Le Dr Turcotte affirme que les remèdes proposés pour corriger les problèmes du système actuel auront pour effet de les aggraver. «On ne verra pas une amélioration de l'accessibilité pour l'ensemble de la population, mais seulement pour les mieux nantis. Il y aura des effet négatifs sur l'efficience, les coûts, la qualité des soins et surtout sur l'équité.»

L'Australie l'aurait expérimenté à ses dépens. «Les temps d'attente ont augmenté à cause du déplacement vers le secteur privé des médecins et du personnel infirmier», a illustré le Dr Turcotte.

Selon Danielle Martin, présidente fondatrice du regroupement canadien Médecins pour l'accès à la santé, les cas de cancer colorectal mal diagnostiqués seraient en hausse chez les Torontois suivis dans des cliniques privées plutôt qu'en milieu hospitalier.

Aux États-Unis

«Aux États-Unis, les soins primaires ont été sacrifiés au profit des soins plus payants dans les hôpitaux privés à but lucratif, où les coûts d'administration sont beaucoup plus élevés qu'ailleurs», a-t-elle ajouté.

La Déclaration de Montréal a été rendue publique alors que s'ouvre ce matin l'assemblée annuelle de l'Association médiale canadienne, que les signataires accusent d'être trop favorable à l'ouverture au privé à but lucratif.

Selon le Dr Turcotte, l'AMC, ne laisse entendre que la voix des «médecins-entrepreneurs» qui travaillent dans des cliniques à but lucratif.

=-=-=-=-=

→ Consigne:
Répondez aux questions suivantes à partir du texte étudié.
1. Selon le Dr Turcotte, quelle conséquence le déplacement des médecins et du personnel infirmier vers le secteur privé a-t-il eue en Australie ?
2. Quel poste Danielle Martin occupe-t-elle ?
3. Selon le Dr Turcotte, de qui l'AMC ne laisse-t-elle entendre que la voix ?

=-=-=-=-=

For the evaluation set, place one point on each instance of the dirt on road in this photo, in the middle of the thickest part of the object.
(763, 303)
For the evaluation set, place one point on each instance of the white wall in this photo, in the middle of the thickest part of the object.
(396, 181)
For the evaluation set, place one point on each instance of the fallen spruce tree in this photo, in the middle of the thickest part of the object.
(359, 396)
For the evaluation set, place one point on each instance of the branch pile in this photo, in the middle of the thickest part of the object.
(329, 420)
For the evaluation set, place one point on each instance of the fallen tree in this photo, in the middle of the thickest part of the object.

=-=-=-=-=

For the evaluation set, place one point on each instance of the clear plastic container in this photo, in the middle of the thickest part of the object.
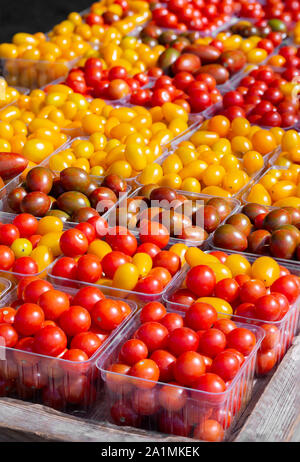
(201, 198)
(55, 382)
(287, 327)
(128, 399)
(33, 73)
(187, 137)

=-=-=-=-=

→ Résultat obtenu:
1. En Australie, les temps d'attente ont augmenté.
2. Danielle Martin est présidente fondatrice du regroupement canadien Médecins pour l'accès à la santé.
3. L'AMC ne laisse entendre que la voix des «médecins-entrepreneurs» qui travaillent dans des cliniques à but lucratif.